Given exercise> Pull out every line of the rows below that contains the word "sewing", matching case exactly.

Records shown>

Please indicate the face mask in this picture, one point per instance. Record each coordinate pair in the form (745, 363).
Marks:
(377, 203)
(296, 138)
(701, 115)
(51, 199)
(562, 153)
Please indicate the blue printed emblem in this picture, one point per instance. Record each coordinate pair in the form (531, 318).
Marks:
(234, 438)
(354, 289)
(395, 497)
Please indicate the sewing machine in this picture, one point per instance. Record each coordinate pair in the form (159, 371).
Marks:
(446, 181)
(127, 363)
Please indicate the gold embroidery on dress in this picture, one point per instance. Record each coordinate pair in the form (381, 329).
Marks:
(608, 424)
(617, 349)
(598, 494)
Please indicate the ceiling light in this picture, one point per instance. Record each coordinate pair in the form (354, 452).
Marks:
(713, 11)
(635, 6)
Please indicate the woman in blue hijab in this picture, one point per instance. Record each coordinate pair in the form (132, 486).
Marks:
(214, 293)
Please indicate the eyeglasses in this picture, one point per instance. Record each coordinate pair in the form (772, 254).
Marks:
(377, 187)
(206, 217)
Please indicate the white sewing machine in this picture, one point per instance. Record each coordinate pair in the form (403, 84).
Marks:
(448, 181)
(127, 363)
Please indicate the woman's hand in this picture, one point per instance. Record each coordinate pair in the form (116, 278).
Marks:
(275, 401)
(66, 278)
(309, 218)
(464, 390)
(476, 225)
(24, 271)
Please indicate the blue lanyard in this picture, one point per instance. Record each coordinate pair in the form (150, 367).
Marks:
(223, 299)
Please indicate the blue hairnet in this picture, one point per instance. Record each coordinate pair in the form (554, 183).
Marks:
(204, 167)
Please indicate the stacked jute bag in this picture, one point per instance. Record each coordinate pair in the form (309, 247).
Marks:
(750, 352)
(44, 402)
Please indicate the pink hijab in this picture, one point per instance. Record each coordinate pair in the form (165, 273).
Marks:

...

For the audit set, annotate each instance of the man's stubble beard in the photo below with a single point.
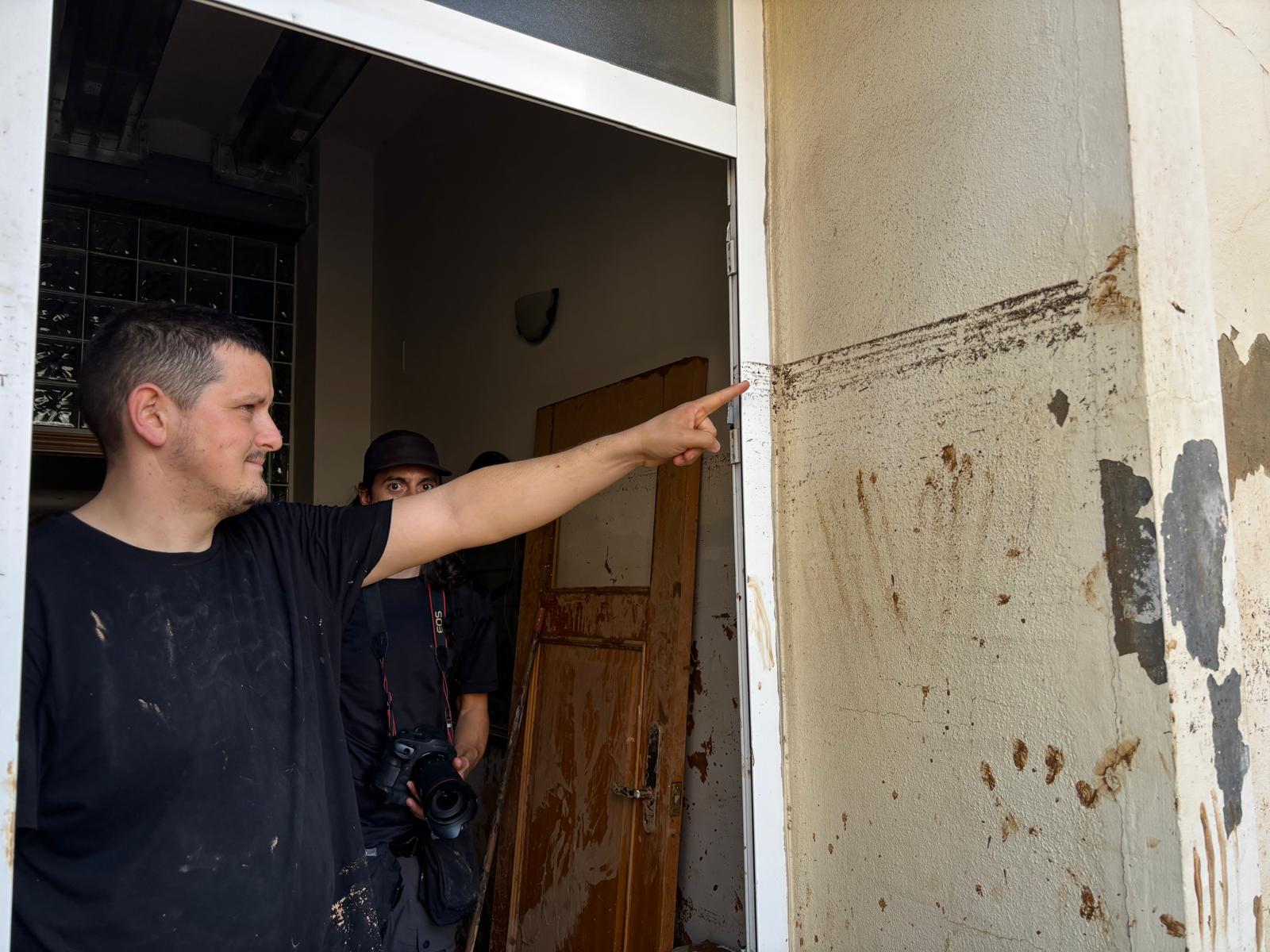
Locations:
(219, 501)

Worked solution>
Please indicate the sewing machine in this picture, one point per instance. Record each coordinate pair in the form (159, 371).
Please indicate the white sewing machine in this picture, one point per instance. Record each coordinate pair in the form (403, 84).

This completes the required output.